Tekst źródłowy —
· · · · · · ·

Napisano
04.09.2013 - 19:42
Tak, tylko wtedy koszta lecą jeszcze mocniej w górę (koszt kotwiczenia, postumentu, trudniejszego montażu) i energia z turbin wiatrowych postawionych na morzu jest już zupełnie nieopłacalna. W bogatych krajach mogą się w to bawić i płacić za energię nawet 2-3 złote za kWh, ale u nas to byłoby morderstwo ekonomiczne.
Sytuacja jest nieco chora, bo w elektrownie OZE wkłada się chore pieniądze - zupełnie niewspółmierne do zysków. Europa wkłada w nią setki miliardów euro, a wytwarzaniem komponentów zajmują się zwykle kraje które mają ograniczanie wydzielania CO2 gdzieś (Chiny).

· · · · · · ·

Dane —

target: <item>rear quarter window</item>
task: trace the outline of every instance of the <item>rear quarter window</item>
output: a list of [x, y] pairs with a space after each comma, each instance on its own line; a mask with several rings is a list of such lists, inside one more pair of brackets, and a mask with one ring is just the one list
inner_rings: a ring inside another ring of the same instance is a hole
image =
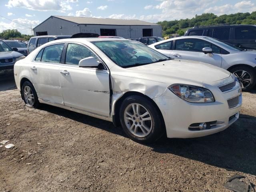
[[188, 35], [196, 35], [198, 36], [202, 36], [203, 35], [204, 30], [191, 30], [188, 33]]
[[32, 38], [30, 39], [28, 44], [28, 51], [31, 52], [36, 48], [36, 38]]
[[236, 39], [256, 40], [256, 28], [248, 27], [236, 28]]
[[223, 29], [214, 29], [212, 37], [220, 40], [228, 40], [229, 39], [230, 28]]

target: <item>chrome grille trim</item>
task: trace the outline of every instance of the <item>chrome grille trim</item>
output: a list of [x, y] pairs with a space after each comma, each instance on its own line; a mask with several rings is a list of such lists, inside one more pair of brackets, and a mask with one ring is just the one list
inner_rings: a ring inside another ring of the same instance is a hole
[[220, 86], [218, 87], [218, 88], [222, 92], [225, 92], [233, 89], [234, 87], [236, 86], [236, 82], [235, 81], [234, 81], [232, 82], [231, 82], [227, 84]]
[[232, 98], [230, 98], [228, 100], [228, 108], [232, 109], [236, 107], [239, 104], [239, 100], [240, 98], [240, 95], [236, 96]]

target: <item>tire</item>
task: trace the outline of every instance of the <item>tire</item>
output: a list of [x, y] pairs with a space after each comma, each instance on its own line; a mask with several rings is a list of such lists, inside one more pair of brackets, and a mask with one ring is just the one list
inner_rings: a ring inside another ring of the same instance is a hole
[[[250, 91], [256, 84], [255, 72], [249, 67], [236, 67], [230, 70], [230, 72], [238, 79], [243, 91]], [[250, 82], [248, 82], [250, 81], [248, 80], [249, 79], [251, 80]]]
[[27, 106], [34, 108], [39, 107], [40, 103], [36, 92], [31, 82], [29, 81], [24, 82], [21, 92], [23, 100]]
[[[137, 112], [138, 108], [138, 113]], [[147, 98], [139, 96], [129, 96], [123, 101], [119, 112], [123, 130], [135, 141], [152, 143], [165, 132], [160, 113]]]

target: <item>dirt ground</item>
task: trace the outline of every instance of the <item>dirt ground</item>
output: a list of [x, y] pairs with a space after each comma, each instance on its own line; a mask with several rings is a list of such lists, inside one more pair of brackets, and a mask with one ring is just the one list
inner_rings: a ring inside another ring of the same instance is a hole
[[[0, 83], [4, 84], [0, 82]], [[56, 107], [26, 107], [0, 91], [0, 192], [228, 192], [235, 174], [256, 184], [256, 92], [225, 130], [144, 145], [111, 122]]]

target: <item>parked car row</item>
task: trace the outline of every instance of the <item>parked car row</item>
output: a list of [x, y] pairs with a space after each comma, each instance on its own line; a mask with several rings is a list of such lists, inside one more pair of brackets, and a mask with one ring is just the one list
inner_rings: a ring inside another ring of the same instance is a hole
[[237, 120], [242, 105], [229, 72], [124, 39], [48, 42], [16, 62], [14, 74], [28, 106], [46, 104], [112, 122], [141, 142], [219, 132]]
[[172, 38], [149, 47], [168, 57], [203, 62], [226, 69], [236, 77], [243, 90], [250, 90], [256, 84], [255, 50], [200, 36]]

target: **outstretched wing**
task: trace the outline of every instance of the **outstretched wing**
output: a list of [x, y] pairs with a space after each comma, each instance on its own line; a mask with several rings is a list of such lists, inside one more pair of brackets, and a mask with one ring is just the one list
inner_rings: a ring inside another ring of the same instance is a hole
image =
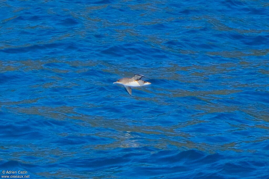
[[125, 89], [126, 90], [126, 91], [127, 92], [128, 92], [129, 94], [130, 95], [132, 95], [132, 89], [130, 86], [124, 86], [124, 87], [125, 88]]
[[139, 80], [142, 78], [142, 77], [144, 77], [145, 78], [149, 79], [148, 78], [146, 77], [144, 75], [137, 75], [137, 74], [134, 74], [134, 76], [132, 78], [132, 79], [133, 79], [135, 80]]

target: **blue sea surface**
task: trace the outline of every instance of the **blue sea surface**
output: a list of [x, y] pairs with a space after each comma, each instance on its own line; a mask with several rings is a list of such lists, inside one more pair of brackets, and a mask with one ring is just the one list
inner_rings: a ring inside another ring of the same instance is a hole
[[268, 1], [0, 10], [1, 178], [269, 178]]

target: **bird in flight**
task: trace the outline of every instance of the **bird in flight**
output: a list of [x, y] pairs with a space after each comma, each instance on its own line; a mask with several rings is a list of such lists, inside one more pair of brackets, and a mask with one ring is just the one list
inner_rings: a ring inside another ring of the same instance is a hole
[[134, 76], [132, 78], [121, 78], [113, 83], [118, 83], [123, 85], [129, 94], [132, 95], [132, 89], [131, 88], [131, 87], [142, 86], [151, 84], [151, 83], [141, 79], [143, 77], [149, 79], [144, 75], [135, 74]]

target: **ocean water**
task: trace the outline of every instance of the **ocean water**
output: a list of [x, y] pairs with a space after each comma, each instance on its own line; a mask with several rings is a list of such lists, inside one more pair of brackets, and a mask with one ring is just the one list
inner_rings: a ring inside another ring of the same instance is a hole
[[0, 10], [1, 178], [269, 178], [267, 1]]

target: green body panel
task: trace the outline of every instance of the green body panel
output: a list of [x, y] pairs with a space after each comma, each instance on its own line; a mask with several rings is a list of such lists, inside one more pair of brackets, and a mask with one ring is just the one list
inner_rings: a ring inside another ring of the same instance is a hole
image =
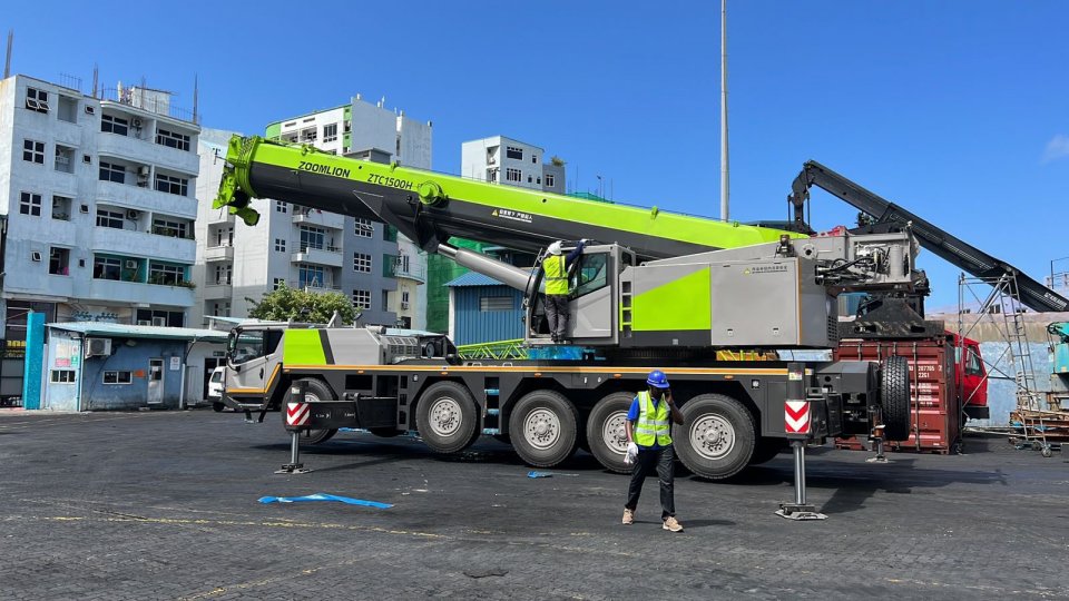
[[[272, 165], [284, 169], [308, 170], [353, 181], [381, 181], [383, 186], [398, 189], [441, 190], [442, 198], [458, 198], [465, 203], [488, 208], [503, 207], [533, 216], [566, 220], [577, 226], [592, 225], [669, 238], [697, 245], [715, 245], [719, 248], [735, 248], [777, 242], [782, 235], [793, 238], [804, 235], [774, 228], [745, 226], [734, 221], [717, 221], [704, 217], [694, 217], [678, 213], [659, 210], [657, 207], [640, 208], [624, 205], [607, 205], [594, 200], [549, 194], [513, 186], [501, 186], [486, 181], [463, 179], [421, 169], [381, 165], [371, 161], [349, 159], [316, 150], [311, 146], [285, 146], [266, 142], [262, 138], [241, 138], [231, 140], [227, 162], [233, 170], [224, 176], [217, 208], [232, 204], [234, 187], [251, 197], [258, 197], [248, 186], [248, 174], [253, 164]], [[314, 161], [315, 165], [311, 165]], [[234, 185], [228, 187], [228, 180]], [[426, 186], [432, 184], [433, 186]], [[421, 188], [422, 186], [422, 188]], [[237, 198], [241, 205], [241, 198]], [[426, 204], [440, 201], [440, 198], [422, 198]], [[243, 218], [248, 211], [233, 210]], [[255, 218], [253, 218], [255, 223]]]
[[318, 329], [287, 329], [282, 338], [285, 365], [326, 365]]
[[631, 298], [631, 329], [667, 332], [713, 327], [709, 268], [674, 279]]

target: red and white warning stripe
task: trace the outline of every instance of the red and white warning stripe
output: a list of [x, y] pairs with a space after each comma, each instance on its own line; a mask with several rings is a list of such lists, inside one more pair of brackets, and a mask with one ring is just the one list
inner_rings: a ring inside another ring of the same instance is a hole
[[304, 425], [311, 415], [312, 406], [307, 403], [286, 403], [286, 425]]
[[787, 434], [810, 433], [810, 402], [786, 401], [783, 404], [783, 422]]

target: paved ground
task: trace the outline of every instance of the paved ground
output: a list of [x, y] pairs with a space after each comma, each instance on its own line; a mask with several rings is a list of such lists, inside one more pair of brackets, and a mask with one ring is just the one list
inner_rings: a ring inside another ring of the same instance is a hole
[[[0, 412], [2, 599], [1069, 598], [1069, 465], [1004, 440], [962, 456], [815, 450], [824, 522], [773, 514], [781, 455], [732, 483], [656, 482], [619, 525], [627, 479], [586, 454], [527, 477], [491, 440], [452, 460], [340, 434], [288, 457], [278, 414]], [[261, 504], [315, 492], [394, 503]]]

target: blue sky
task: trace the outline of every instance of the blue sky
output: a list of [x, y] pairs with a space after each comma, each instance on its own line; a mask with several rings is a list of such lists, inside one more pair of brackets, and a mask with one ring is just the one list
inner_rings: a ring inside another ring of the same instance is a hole
[[[176, 91], [204, 125], [262, 132], [361, 92], [434, 122], [434, 167], [506, 135], [569, 186], [719, 214], [719, 3], [19, 2], [12, 70]], [[1069, 256], [1069, 2], [733, 0], [732, 218], [786, 216], [818, 160], [1042, 278]], [[816, 194], [818, 229], [852, 224]], [[959, 270], [924, 253], [930, 306]], [[1069, 270], [1069, 259], [1057, 270]]]

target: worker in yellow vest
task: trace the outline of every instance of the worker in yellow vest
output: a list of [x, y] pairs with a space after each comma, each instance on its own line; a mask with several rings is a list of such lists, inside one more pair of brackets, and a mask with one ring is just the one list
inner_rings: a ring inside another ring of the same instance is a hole
[[566, 256], [560, 242], [555, 242], [546, 249], [542, 259], [542, 272], [546, 279], [546, 319], [549, 322], [549, 337], [555, 343], [565, 342], [568, 332], [568, 268], [582, 254], [586, 239]]
[[671, 398], [668, 376], [660, 370], [654, 370], [646, 378], [646, 390], [631, 401], [631, 410], [624, 423], [627, 432], [625, 461], [635, 465], [631, 484], [627, 490], [627, 503], [624, 505], [624, 525], [635, 523], [635, 508], [638, 506], [638, 496], [643, 492], [646, 476], [657, 472], [660, 480], [661, 528], [670, 532], [683, 532], [683, 524], [676, 520], [673, 422], [683, 424], [683, 414]]

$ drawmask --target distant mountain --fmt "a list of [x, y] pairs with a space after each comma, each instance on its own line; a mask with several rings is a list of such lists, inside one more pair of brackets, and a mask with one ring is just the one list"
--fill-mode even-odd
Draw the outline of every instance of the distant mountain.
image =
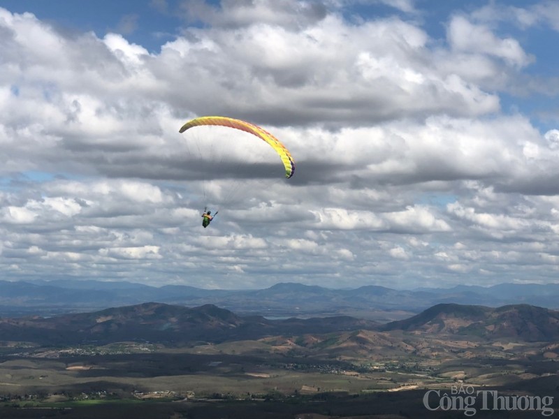
[[39, 345], [97, 344], [123, 341], [184, 344], [259, 339], [309, 330], [328, 333], [375, 328], [375, 322], [347, 316], [270, 321], [240, 317], [213, 304], [195, 308], [149, 302], [92, 313], [0, 318], [0, 341]]
[[528, 304], [490, 308], [440, 304], [406, 320], [386, 323], [380, 330], [548, 341], [559, 339], [559, 311]]
[[[381, 311], [417, 313], [442, 303], [500, 307], [528, 304], [559, 308], [559, 284], [502, 284], [491, 287], [396, 290], [379, 286], [331, 289], [280, 283], [259, 290], [208, 290], [188, 286], [149, 286], [129, 282], [0, 281], [0, 316], [52, 315], [157, 301], [189, 307], [212, 304], [242, 315], [315, 316]], [[401, 317], [400, 317], [401, 318]]]

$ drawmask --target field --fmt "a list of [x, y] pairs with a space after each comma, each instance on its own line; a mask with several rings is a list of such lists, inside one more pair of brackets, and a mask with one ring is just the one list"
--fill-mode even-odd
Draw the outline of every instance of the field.
[[[427, 390], [491, 388], [554, 400], [559, 395], [559, 362], [542, 353], [348, 362], [341, 356], [292, 356], [274, 348], [259, 341], [27, 348], [0, 358], [0, 416], [463, 418], [463, 411], [427, 410], [422, 402]], [[508, 418], [510, 413], [479, 409], [476, 417]], [[514, 413], [515, 418], [542, 417], [541, 412]]]

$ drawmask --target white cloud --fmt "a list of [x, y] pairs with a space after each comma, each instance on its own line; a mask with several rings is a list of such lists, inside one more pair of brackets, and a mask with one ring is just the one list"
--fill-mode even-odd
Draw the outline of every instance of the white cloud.
[[[0, 8], [0, 268], [213, 288], [547, 280], [559, 135], [510, 111], [502, 93], [544, 57], [499, 25], [548, 27], [554, 3], [453, 10], [436, 38], [419, 3], [380, 3], [391, 17], [185, 2], [204, 24], [158, 52], [131, 35], [142, 16], [99, 36]], [[245, 133], [178, 133], [210, 114], [275, 134], [295, 176], [270, 177], [277, 156]]]

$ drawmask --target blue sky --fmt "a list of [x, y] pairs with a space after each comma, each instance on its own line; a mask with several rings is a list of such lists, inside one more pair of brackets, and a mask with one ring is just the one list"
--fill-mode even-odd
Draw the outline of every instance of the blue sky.
[[[551, 1], [1, 1], [2, 279], [555, 282], [558, 22]], [[265, 127], [296, 175], [242, 133], [178, 133], [205, 115]]]

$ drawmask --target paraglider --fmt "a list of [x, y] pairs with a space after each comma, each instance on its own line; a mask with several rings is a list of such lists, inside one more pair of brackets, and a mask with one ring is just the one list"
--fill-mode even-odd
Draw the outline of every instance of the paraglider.
[[201, 117], [195, 118], [189, 121], [183, 125], [179, 130], [180, 133], [184, 133], [187, 129], [194, 126], [201, 126], [203, 125], [217, 125], [220, 126], [228, 126], [235, 129], [240, 129], [249, 133], [253, 134], [260, 139], [263, 140], [269, 144], [272, 148], [280, 155], [282, 159], [282, 162], [284, 163], [285, 168], [285, 177], [289, 179], [293, 176], [295, 172], [295, 163], [293, 162], [293, 157], [289, 153], [286, 147], [282, 144], [280, 140], [274, 137], [272, 134], [266, 131], [263, 128], [242, 121], [241, 119], [235, 119], [233, 118], [228, 118], [227, 117]]
[[[270, 145], [279, 156], [282, 163], [283, 163], [283, 167], [285, 170], [285, 177], [286, 179], [289, 179], [293, 175], [293, 173], [295, 172], [295, 163], [291, 153], [277, 138], [266, 131], [264, 128], [241, 119], [235, 119], [234, 118], [229, 118], [227, 117], [209, 116], [200, 117], [189, 121], [180, 128], [179, 132], [183, 133], [192, 128], [203, 126], [216, 126], [232, 128], [245, 131], [260, 138]], [[204, 145], [203, 141], [202, 147], [203, 148], [203, 147]], [[249, 148], [247, 149], [247, 153], [249, 154], [252, 149], [256, 147], [250, 146]], [[201, 154], [200, 157], [203, 158], [203, 156], [202, 154], [203, 154], [203, 152], [200, 152], [198, 150], [198, 152]], [[204, 192], [204, 194], [205, 195], [205, 191]], [[204, 227], [204, 228], [207, 228], [210, 225], [210, 223], [213, 219], [213, 217], [217, 214], [217, 212], [212, 216], [210, 211], [207, 211], [207, 207], [204, 209], [204, 212], [202, 214], [202, 226]]]

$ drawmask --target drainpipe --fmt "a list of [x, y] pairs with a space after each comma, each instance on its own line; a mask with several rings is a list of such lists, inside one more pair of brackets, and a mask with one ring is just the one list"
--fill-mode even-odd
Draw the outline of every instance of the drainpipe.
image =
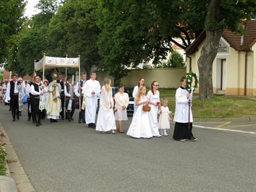
[[246, 89], [247, 89], [247, 58], [248, 51], [245, 54], [245, 65], [244, 65], [244, 96], [246, 96]]
[[189, 72], [191, 72], [192, 70], [192, 58], [189, 56], [187, 56], [187, 58], [189, 59]]

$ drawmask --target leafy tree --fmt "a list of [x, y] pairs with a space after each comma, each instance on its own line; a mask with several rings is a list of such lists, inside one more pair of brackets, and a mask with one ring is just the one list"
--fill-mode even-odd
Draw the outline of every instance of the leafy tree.
[[206, 38], [198, 60], [200, 99], [213, 96], [212, 63], [223, 29], [241, 31], [241, 19], [256, 15], [255, 0], [211, 0], [208, 3], [204, 22]]
[[8, 43], [23, 22], [24, 0], [0, 1], [0, 63], [6, 61]]
[[[205, 30], [198, 63], [200, 97], [211, 98], [212, 61], [221, 33], [224, 28], [239, 31], [242, 19], [255, 15], [255, 0], [101, 0], [99, 46], [104, 67], [118, 79], [126, 74], [127, 67], [152, 58], [157, 65], [171, 42], [186, 49]], [[180, 37], [182, 44], [173, 37]]]
[[49, 52], [55, 56], [81, 54], [81, 67], [88, 73], [100, 60], [96, 44], [100, 33], [97, 8], [97, 0], [67, 0], [52, 17], [47, 32]]
[[[41, 9], [41, 12], [24, 23], [16, 36], [15, 44], [11, 47], [8, 68], [20, 75], [33, 72], [34, 60], [41, 59], [43, 52], [48, 49], [46, 34], [51, 19], [57, 10], [58, 6], [58, 4], [53, 0], [39, 1], [37, 7]], [[12, 54], [12, 50], [16, 50], [16, 54], [13, 51]], [[17, 65], [19, 67], [17, 67]]]

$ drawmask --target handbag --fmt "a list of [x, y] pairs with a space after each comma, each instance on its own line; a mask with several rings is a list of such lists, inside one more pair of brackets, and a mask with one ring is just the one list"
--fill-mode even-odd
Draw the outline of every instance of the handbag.
[[143, 105], [143, 106], [142, 107], [142, 110], [146, 112], [149, 112], [151, 110], [151, 107], [150, 106]]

· · · · · · ·

Ćwiczenia —
a. Odpowiedz krótko na pytania dotyczące wpisu o turbinach wiatrowych:
(i) Kiedy napisano wpis?
(ii) Ile za kWh mogą według wpisu płacić bogate kraje?
(iii) Jaki kraj wpis podaje w nawiasie jako przykład wytwórcy komponentów?
b. Wypisz z wpisu o turbinach wiatrowych cały fragment od słów „Sytuacja jest nieco” aż do słów „CO2 gdzieś (Chiny).”.
c. Wymień wszystkie koszty podane w nawiasie we wpisie o turbinach wiatrowych.
Rekordy nie mają tu żadnego znaczenia.

Odpowiedzi —
a.
(i) 04.09.2013 o 19:42.
(ii) Nawet 2-3 złote.
(iii) Chiny.

b.
Sytuacja jest nieco chora, bo w elektrownie OZE wkłada się chore pieniądze - zupełnie niewspółmierne do zysków. Europa wkłada w nią setki miliardów euro, a wytwarzaniem komponentów zajmują się zwykle kraje które mają ograniczanie wydzielania CO2 gdzieś (Chiny).

c. Kotwiczenie, postument, trudniejszy montaż.